* [Work required]: Can you copy out every one of the lines below word for word, changing nothing?

* [Data for this exercise]:
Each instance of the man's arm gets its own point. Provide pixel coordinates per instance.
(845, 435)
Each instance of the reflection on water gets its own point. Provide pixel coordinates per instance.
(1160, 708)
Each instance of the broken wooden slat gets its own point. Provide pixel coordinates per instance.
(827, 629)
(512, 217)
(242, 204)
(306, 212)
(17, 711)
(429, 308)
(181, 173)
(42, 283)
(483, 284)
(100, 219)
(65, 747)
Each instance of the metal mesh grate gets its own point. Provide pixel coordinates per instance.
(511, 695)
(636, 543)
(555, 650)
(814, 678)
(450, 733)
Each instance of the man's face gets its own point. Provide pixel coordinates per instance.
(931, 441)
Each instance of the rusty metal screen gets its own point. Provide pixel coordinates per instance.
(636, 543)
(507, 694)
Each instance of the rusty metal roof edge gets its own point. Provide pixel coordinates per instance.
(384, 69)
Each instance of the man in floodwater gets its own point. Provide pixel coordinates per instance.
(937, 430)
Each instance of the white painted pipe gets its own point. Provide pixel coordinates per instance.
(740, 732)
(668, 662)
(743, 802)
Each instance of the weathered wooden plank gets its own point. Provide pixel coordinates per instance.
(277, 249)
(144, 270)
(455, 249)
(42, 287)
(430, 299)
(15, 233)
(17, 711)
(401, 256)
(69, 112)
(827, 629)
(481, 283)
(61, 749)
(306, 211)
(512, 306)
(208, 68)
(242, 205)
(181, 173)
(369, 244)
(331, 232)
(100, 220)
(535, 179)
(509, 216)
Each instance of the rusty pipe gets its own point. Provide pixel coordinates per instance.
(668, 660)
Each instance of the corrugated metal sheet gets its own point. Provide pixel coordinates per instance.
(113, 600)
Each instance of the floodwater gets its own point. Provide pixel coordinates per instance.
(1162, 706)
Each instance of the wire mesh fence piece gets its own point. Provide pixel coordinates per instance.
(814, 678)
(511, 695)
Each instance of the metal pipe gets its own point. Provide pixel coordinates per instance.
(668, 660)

* [Solution to this task]:
Each instance of the man's arm gets its own point. Provide pixel coordinates per instance.
(845, 435)
Each instance of the reflection on water gets its own point. Provide pixel coordinates per instance.
(1160, 708)
Each instance of the broken wooden slat gets its own point. Provide pixel coordinates per instance.
(827, 629)
(512, 217)
(242, 204)
(306, 212)
(17, 711)
(429, 308)
(181, 173)
(42, 283)
(483, 284)
(100, 219)
(65, 747)
Each instance of the metal mesh grate gets its own point. Provide pixel coordinates per instance.
(511, 695)
(636, 543)
(555, 650)
(814, 678)
(450, 733)
Each instance of the man's face gets its own point. Provide pixel coordinates per instance.
(931, 441)
Each instance of the rusty metal screen gets its own point. Provide pixel coordinates per instance.
(636, 543)
(507, 694)
Each instance of the rusty metal roof edge gets its own point. Provide pixel coordinates per instance.
(384, 69)
Each instance of the man in floodwater gets its own point. Provide pixel coordinates per instance.
(937, 430)
Each instance of the white painted pipe gets its own point. Provide pixel coordinates per instance.
(740, 732)
(668, 662)
(743, 802)
Each instance of the weathered wooden plank gets its own point. Provide pixel coordinates per instance.
(277, 249)
(144, 270)
(455, 249)
(42, 287)
(430, 299)
(15, 233)
(17, 711)
(401, 256)
(69, 112)
(827, 629)
(481, 283)
(61, 749)
(306, 211)
(512, 306)
(208, 68)
(242, 205)
(181, 173)
(369, 244)
(331, 232)
(100, 220)
(535, 179)
(509, 216)
Each instance of the rusty pipe gets its own point. Provide pixel coordinates per instance.
(668, 660)
Each instance of the corrugated metal sheet gets its own point. Provide pixel coordinates per instance.
(113, 600)
Each instance of the floodwater gets its own point. Provide pixel coordinates per instance.
(1162, 706)
Each instance of the wire mesh fence piece gets its own point. Provide pixel coordinates per instance.
(814, 678)
(511, 695)
Each instance of the metal pipe gets its own point. Provide pixel coordinates per instance.
(668, 660)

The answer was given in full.